* _Your instructions_: Quote the line containing "Mark the school uniform" and all lines that follow it in the listing below, exactly as written.

== Working data

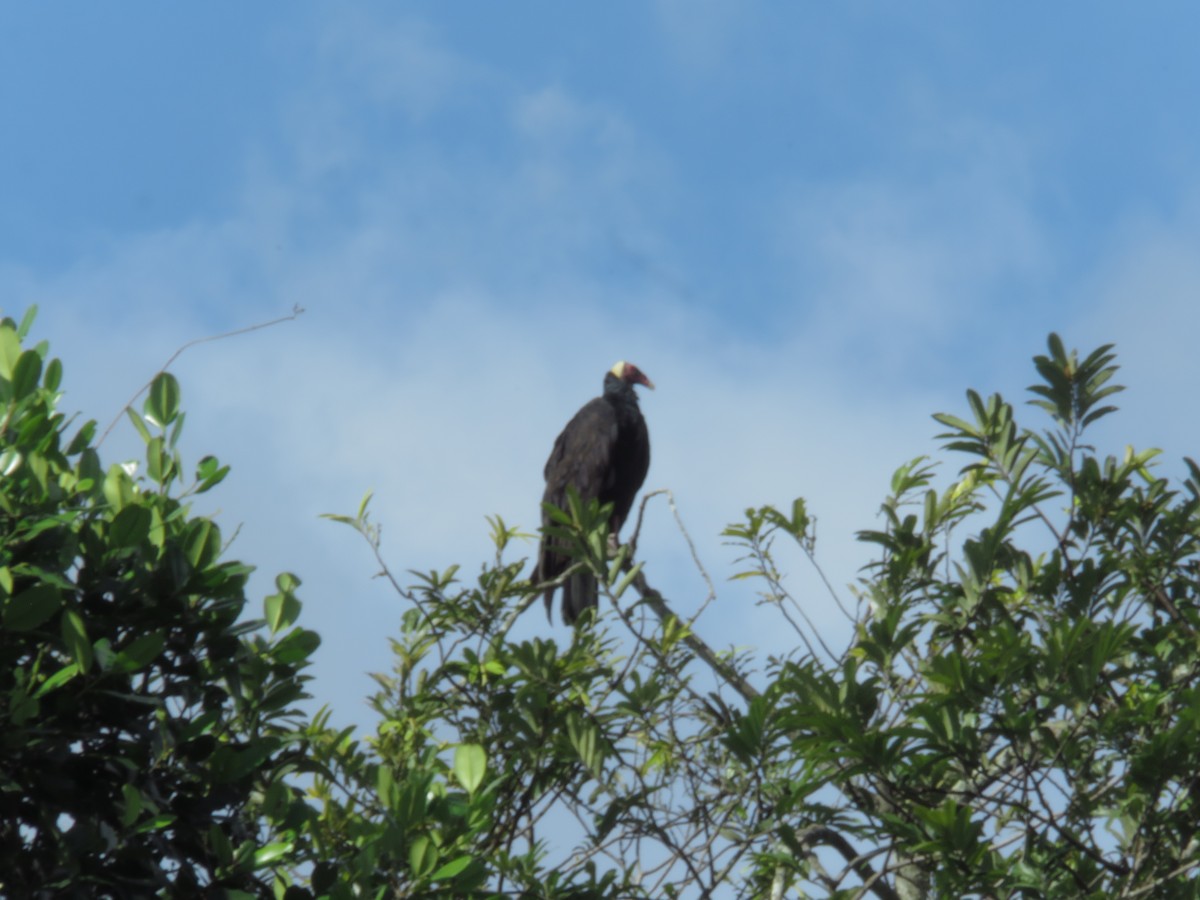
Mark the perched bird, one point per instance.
(603, 453)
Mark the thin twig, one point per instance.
(297, 311)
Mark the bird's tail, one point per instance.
(579, 594)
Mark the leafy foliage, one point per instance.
(147, 730)
(1014, 713)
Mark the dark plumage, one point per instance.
(603, 453)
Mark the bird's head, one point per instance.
(630, 375)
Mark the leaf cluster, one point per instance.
(148, 730)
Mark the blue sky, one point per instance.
(811, 225)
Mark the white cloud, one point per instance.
(460, 312)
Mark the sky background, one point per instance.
(811, 225)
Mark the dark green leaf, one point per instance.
(31, 607)
(162, 402)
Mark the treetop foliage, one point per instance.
(1017, 712)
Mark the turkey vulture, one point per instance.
(603, 453)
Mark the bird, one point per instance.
(604, 453)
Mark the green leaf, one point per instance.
(469, 766)
(75, 635)
(132, 805)
(297, 647)
(202, 543)
(61, 677)
(27, 322)
(31, 607)
(27, 373)
(10, 352)
(423, 856)
(210, 473)
(138, 424)
(141, 652)
(282, 609)
(451, 869)
(271, 853)
(157, 823)
(162, 402)
(130, 526)
(53, 377)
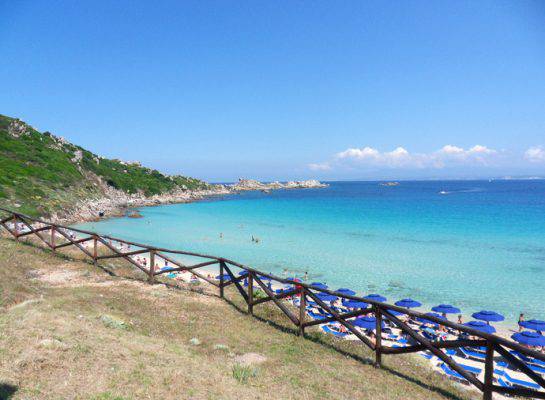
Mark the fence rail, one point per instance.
(497, 348)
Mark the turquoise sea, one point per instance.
(474, 244)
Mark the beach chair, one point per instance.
(453, 374)
(473, 355)
(510, 381)
(315, 315)
(333, 332)
(528, 360)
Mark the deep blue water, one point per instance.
(481, 245)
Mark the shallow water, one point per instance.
(480, 245)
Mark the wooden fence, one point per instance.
(20, 226)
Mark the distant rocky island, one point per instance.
(46, 176)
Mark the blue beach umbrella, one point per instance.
(355, 304)
(396, 313)
(488, 316)
(427, 321)
(326, 297)
(534, 325)
(375, 297)
(408, 303)
(481, 326)
(346, 291)
(319, 285)
(366, 322)
(529, 338)
(446, 309)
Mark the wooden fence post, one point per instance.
(151, 276)
(302, 311)
(488, 371)
(95, 250)
(378, 337)
(250, 293)
(16, 228)
(221, 278)
(52, 240)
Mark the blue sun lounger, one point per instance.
(447, 370)
(327, 329)
(469, 353)
(451, 373)
(514, 381)
(317, 315)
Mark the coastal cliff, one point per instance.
(45, 175)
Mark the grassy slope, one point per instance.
(53, 343)
(37, 173)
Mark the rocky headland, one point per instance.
(113, 202)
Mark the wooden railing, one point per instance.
(20, 226)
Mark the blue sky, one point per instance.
(281, 90)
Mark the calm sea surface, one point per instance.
(474, 244)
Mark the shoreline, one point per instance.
(115, 203)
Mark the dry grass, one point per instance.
(70, 331)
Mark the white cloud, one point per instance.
(478, 149)
(320, 166)
(364, 153)
(535, 154)
(450, 149)
(448, 155)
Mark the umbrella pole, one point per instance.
(221, 278)
(251, 293)
(378, 337)
(488, 371)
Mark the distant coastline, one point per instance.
(116, 203)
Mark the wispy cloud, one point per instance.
(448, 155)
(320, 166)
(535, 154)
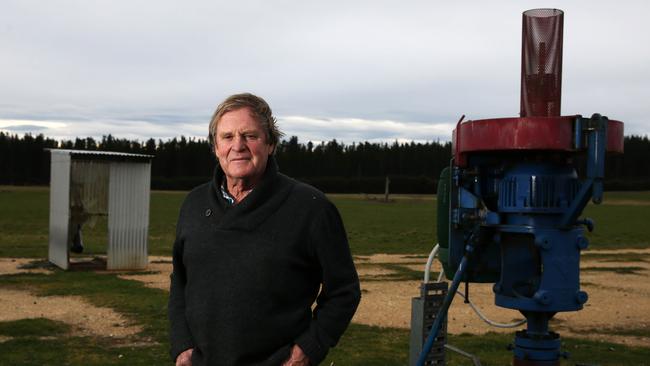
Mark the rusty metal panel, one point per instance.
(59, 209)
(128, 215)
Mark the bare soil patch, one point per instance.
(84, 317)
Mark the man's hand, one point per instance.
(297, 357)
(185, 358)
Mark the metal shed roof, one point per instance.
(101, 155)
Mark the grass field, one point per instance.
(404, 225)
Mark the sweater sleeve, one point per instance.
(340, 293)
(180, 337)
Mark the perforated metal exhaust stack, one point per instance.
(541, 63)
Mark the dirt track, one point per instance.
(618, 299)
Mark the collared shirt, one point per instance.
(225, 194)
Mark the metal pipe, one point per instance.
(442, 313)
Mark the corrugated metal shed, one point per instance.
(88, 184)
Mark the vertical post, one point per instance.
(386, 189)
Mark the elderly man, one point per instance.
(254, 249)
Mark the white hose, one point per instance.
(487, 320)
(427, 270)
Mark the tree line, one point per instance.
(182, 163)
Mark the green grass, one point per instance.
(404, 225)
(617, 270)
(618, 257)
(141, 305)
(367, 345)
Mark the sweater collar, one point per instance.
(263, 200)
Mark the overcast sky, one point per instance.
(350, 70)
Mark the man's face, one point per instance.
(241, 146)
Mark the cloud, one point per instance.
(159, 68)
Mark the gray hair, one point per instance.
(259, 110)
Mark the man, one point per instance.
(254, 249)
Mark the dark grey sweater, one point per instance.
(245, 276)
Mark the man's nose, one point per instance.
(239, 143)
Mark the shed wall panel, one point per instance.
(59, 210)
(128, 215)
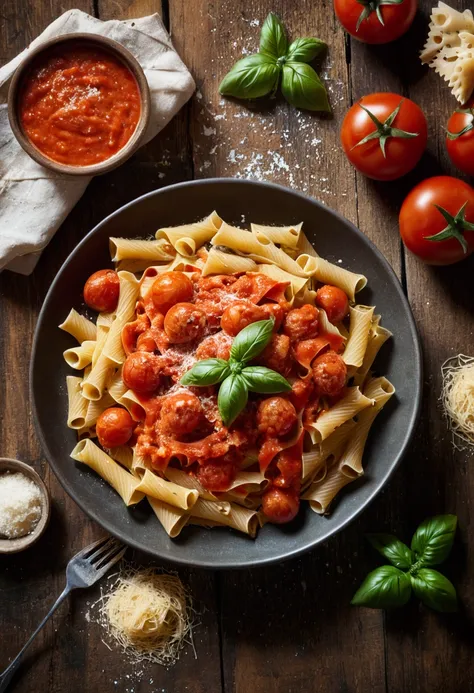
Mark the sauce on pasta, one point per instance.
(183, 318)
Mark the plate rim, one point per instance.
(231, 564)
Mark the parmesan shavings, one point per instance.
(457, 397)
(20, 505)
(148, 614)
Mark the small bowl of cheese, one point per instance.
(24, 506)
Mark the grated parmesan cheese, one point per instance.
(20, 505)
(148, 614)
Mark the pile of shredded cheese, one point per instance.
(457, 397)
(148, 613)
(20, 505)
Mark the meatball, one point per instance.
(280, 505)
(301, 391)
(240, 315)
(329, 374)
(184, 323)
(218, 473)
(334, 301)
(275, 311)
(145, 342)
(114, 427)
(101, 291)
(275, 417)
(180, 414)
(277, 355)
(171, 288)
(141, 372)
(302, 323)
(217, 346)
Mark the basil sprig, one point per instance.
(259, 74)
(235, 377)
(390, 586)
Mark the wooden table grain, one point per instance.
(287, 628)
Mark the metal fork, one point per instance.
(85, 569)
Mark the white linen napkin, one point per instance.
(34, 201)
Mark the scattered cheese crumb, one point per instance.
(20, 505)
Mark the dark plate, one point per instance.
(335, 238)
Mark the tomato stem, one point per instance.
(455, 228)
(374, 6)
(467, 128)
(384, 130)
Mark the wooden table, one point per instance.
(288, 628)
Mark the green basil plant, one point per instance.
(236, 378)
(411, 569)
(260, 74)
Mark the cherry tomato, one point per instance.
(180, 413)
(334, 301)
(114, 427)
(402, 153)
(171, 288)
(362, 18)
(460, 138)
(101, 291)
(275, 416)
(141, 372)
(329, 374)
(420, 220)
(302, 323)
(240, 315)
(184, 322)
(280, 505)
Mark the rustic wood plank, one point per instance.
(435, 477)
(70, 654)
(286, 628)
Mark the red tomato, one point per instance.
(114, 427)
(101, 291)
(401, 154)
(334, 301)
(361, 18)
(461, 146)
(141, 372)
(171, 288)
(419, 219)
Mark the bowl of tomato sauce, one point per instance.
(79, 104)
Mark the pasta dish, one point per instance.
(227, 377)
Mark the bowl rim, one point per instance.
(8, 546)
(122, 54)
(232, 564)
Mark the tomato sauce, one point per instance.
(79, 105)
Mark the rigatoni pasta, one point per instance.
(182, 299)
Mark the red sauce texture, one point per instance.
(79, 105)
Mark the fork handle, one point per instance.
(7, 675)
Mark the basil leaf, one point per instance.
(206, 372)
(433, 540)
(383, 588)
(233, 396)
(273, 41)
(394, 550)
(264, 380)
(305, 49)
(252, 340)
(254, 76)
(435, 590)
(302, 87)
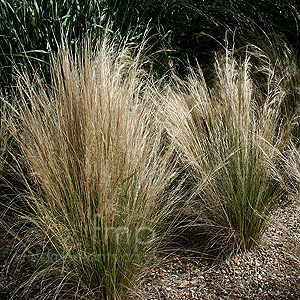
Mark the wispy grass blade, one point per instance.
(93, 144)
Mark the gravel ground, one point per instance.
(270, 271)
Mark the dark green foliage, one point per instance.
(32, 28)
(199, 27)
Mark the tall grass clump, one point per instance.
(92, 141)
(227, 139)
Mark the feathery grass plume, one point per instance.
(93, 143)
(4, 136)
(227, 140)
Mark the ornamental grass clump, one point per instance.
(227, 141)
(92, 141)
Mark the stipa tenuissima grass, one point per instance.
(93, 144)
(227, 141)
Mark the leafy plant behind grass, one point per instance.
(30, 29)
(227, 139)
(93, 143)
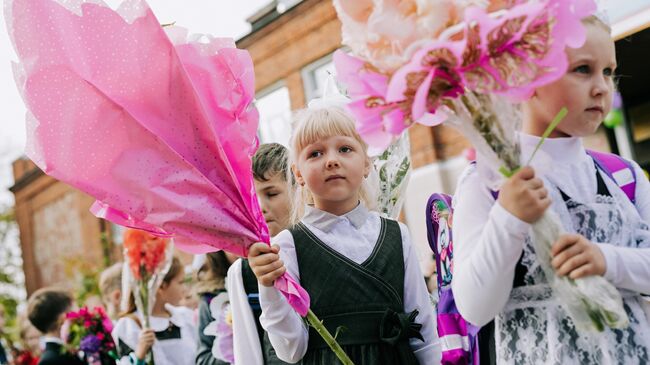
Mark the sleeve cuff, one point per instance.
(506, 219)
(611, 264)
(269, 294)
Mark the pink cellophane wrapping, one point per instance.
(158, 127)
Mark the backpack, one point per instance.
(459, 338)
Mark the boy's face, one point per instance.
(273, 196)
(173, 292)
(586, 90)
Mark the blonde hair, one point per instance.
(315, 124)
(594, 20)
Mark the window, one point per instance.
(274, 106)
(315, 76)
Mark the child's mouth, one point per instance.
(334, 177)
(595, 109)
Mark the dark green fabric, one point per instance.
(204, 349)
(355, 298)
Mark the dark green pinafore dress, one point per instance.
(365, 302)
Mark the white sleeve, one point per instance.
(416, 296)
(642, 193)
(488, 242)
(287, 331)
(246, 343)
(129, 332)
(628, 267)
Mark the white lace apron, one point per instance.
(534, 329)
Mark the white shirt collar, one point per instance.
(50, 339)
(325, 221)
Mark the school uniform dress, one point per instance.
(208, 329)
(176, 337)
(363, 277)
(497, 274)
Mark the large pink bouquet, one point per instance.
(468, 73)
(156, 124)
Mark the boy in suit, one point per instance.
(46, 310)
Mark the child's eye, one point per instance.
(584, 69)
(314, 154)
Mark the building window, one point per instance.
(274, 106)
(315, 76)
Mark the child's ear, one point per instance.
(296, 173)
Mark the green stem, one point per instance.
(551, 127)
(328, 338)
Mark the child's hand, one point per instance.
(577, 257)
(524, 196)
(265, 262)
(146, 340)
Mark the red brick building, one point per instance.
(291, 44)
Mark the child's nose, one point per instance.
(331, 163)
(601, 86)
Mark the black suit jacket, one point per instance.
(53, 356)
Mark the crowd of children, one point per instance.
(361, 269)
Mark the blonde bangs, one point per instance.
(313, 125)
(317, 124)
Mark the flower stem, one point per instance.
(328, 338)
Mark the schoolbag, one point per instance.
(459, 339)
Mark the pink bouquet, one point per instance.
(157, 125)
(89, 331)
(469, 74)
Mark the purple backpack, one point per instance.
(459, 338)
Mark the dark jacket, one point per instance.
(53, 355)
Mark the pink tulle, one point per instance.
(161, 133)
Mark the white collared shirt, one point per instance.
(353, 235)
(488, 240)
(180, 351)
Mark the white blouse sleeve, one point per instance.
(287, 331)
(416, 296)
(129, 332)
(488, 242)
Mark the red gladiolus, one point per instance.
(145, 252)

====

* _Response for this exercise_:
Mark the school uniform dress, one point per instance.
(208, 329)
(176, 337)
(363, 277)
(497, 274)
Mark the large pink bouquet, one point per instance.
(468, 73)
(156, 124)
Mark the boy in suit, one point per instance.
(46, 310)
Mark the child's eye, one point per instance.
(584, 69)
(314, 154)
Mark the building window, one point per instance.
(274, 106)
(315, 76)
Mark the child's ear, one point per instance.
(296, 173)
Mark the green stem, one point per instance.
(551, 127)
(328, 338)
Mark the child's hand, one point per instance.
(577, 257)
(524, 196)
(265, 262)
(146, 340)
Mark the red brick building, one point per instance.
(291, 44)
Mark the child's nose, one point per instance.
(331, 163)
(601, 86)
Mark the black suit jacket, one point per instance.
(53, 356)
Mark the crowd of children, one point per instance.
(361, 269)
Mark the blonde bangs, one point per instance.
(313, 125)
(317, 124)
Mark the flower stem, one point per instance.
(328, 338)
Mark the schoolbag, one point per instance.
(459, 339)
Mark the pink bouquet, one point per instance.
(157, 125)
(89, 331)
(469, 74)
Mark the purple backpack, one point per instance.
(459, 338)
Mark the dark jacket, one point per instance.
(53, 355)
Mark the pink tulle, one point per instance.
(161, 133)
Mark the white collared shirt, one point per instance.
(353, 235)
(488, 240)
(180, 351)
Mark the white blouse sleeve, one point per instance.
(287, 331)
(416, 296)
(129, 332)
(488, 242)
Mark the red gladiolus, one point per instance.
(145, 252)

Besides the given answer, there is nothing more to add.